(Assigned task): Wherever a line of the listing holds the string "woman", copy that line.

★ ★ ★ ★ ★ ★ ★

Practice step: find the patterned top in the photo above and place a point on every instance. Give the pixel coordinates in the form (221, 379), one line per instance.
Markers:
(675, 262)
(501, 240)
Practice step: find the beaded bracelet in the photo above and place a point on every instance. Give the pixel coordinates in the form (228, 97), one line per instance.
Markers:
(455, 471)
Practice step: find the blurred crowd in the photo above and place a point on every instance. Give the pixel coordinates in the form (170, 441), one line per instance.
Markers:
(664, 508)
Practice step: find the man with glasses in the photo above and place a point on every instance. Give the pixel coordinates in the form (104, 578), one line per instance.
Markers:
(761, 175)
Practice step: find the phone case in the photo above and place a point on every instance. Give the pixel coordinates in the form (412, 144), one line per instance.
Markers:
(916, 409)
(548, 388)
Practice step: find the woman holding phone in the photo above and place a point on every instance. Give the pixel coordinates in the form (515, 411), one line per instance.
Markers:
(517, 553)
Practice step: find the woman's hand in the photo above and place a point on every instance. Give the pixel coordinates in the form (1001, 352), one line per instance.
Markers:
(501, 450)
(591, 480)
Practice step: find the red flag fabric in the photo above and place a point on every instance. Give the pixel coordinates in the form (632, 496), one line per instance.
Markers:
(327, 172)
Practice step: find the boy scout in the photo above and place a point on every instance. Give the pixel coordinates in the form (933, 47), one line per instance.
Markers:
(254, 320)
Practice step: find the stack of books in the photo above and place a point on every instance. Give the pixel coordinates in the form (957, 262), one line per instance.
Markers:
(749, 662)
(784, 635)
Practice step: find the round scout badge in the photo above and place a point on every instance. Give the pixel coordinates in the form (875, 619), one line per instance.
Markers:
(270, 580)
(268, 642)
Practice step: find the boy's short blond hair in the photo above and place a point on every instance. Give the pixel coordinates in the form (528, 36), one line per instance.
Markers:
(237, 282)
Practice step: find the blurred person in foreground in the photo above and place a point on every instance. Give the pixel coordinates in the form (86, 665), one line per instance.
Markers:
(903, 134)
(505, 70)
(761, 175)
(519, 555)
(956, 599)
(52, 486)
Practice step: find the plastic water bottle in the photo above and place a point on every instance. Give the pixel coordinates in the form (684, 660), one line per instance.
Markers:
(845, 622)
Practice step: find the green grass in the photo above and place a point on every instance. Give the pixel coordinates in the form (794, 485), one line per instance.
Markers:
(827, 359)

★ ★ ★ ★ ★ ★ ★

(Finished task):
Practice step: find the woman holding phone in the photo above and place a point on every instance. Give the pixel coordinates in the form (515, 411), one line per instance.
Practice step: find the woman's hand in the photo above and place a point on every instance. Give the pixel coordinates in the form (1001, 352), one line per instance.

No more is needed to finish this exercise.